** START Selection **

Kasymkhankyzy Aêerke
Master of the Kazakh-British Technical University
ANALYSIS
OF NEW IMPROVEMENT METHODS IN ENHANCEMENT OIL RECOVERY
Kazakh-British Technical University, Almaty, Kazakhstan
Review
This given
scientific article
is devoted to a new methods of oil discoveries on the
oil fields also the
author touched the aspect of enhanced oil recovery. You can find the
information regarding to description of a new
methods of oil recovery.
Improved Oil Recovery methods encompass Enhanced Oil
Recovery methods as well as new drilling and well technologies, intelligent
reservoir management and control, advanced reservoir monitoring techniques and
the application of different enhancements of primary and secondary recovery
processes. Chemical and thermal EOR projects have been used for a long time. (Figure
1) With the decline in oil discoveries during the last decades it is believed
that EOR technologies will play a key role to meet the energy demand in years
to come.

** END Selection **
** START Given material **

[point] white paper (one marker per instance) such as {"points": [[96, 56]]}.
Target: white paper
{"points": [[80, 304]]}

** END Given material **

▶ _Problems to solve_
[1] Do these statements agree with the oil recovery text? Answer yes or no for each, and quote the deciding words. (a) Improved Oil Recovery methods include Enhanced Oil Recovery methods. (b) Chemical and thermal EOR projects are a recent development. (c) Oil discoveries have risen over the last decades.
[2] Turn the paragraph of the oil recovery text that begins "Improved Oil Recovery methods encompass" into a short list that keeps its main facts.
[3] Continue the text on oil recovery methods from its last sentence.

▶ _Final results_
[1]
(a) Yes: "Improved Oil Recovery methods encompass Enhanced Oil Recovery methods"
(b) No: "Chemical and thermal EOR projects have been used for a long time."
(c) No: "With the decline in oil discoveries during the last decades"

[2]
- Improved Oil Recovery methods include:
  - Enhanced Oil Recovery (EOR) methods
  - new drilling and well technologies
  - intelligent reservoir management and control
  - advanced reservoir monitoring techniques
  - different enhancements of primary and secondary recovery processes
- Chemical and thermal EOR projects have been used for a long time.
- Oil discoveries have declined over the last decades.
- EOR technologies are expected to play a key role in meeting future energy demand.

[3]
Figure1. Evolution
of EOR projects
One of
the new approved methods of EOR, termed ASPaM, has been developed and applied to a sector simulation
using some of the data from the South Slattery Field, Minnelusa A reservoir.
The new method, termed ASPaM, combines features of CO2 miscible
flooding with Alkaline – Surfactant – Polymer (ASP) flooding to produce an
enhanced WAG flood. A numerical pre – processor program had to be developed to
produce the required mixing zone properties of a CO2 front, which
are input to the CMG simulator, STARS. STARS is a chemical flood simulator, but
cannot accommodate the solvent model. The pre – processor calculates oil and
solvent properties based on the Todd – Longstaff procedure. Sensitivity
analysis showed this new method can give a much better recovery in comparison
to ASP or CO2 WAG flooding for different depositional environments.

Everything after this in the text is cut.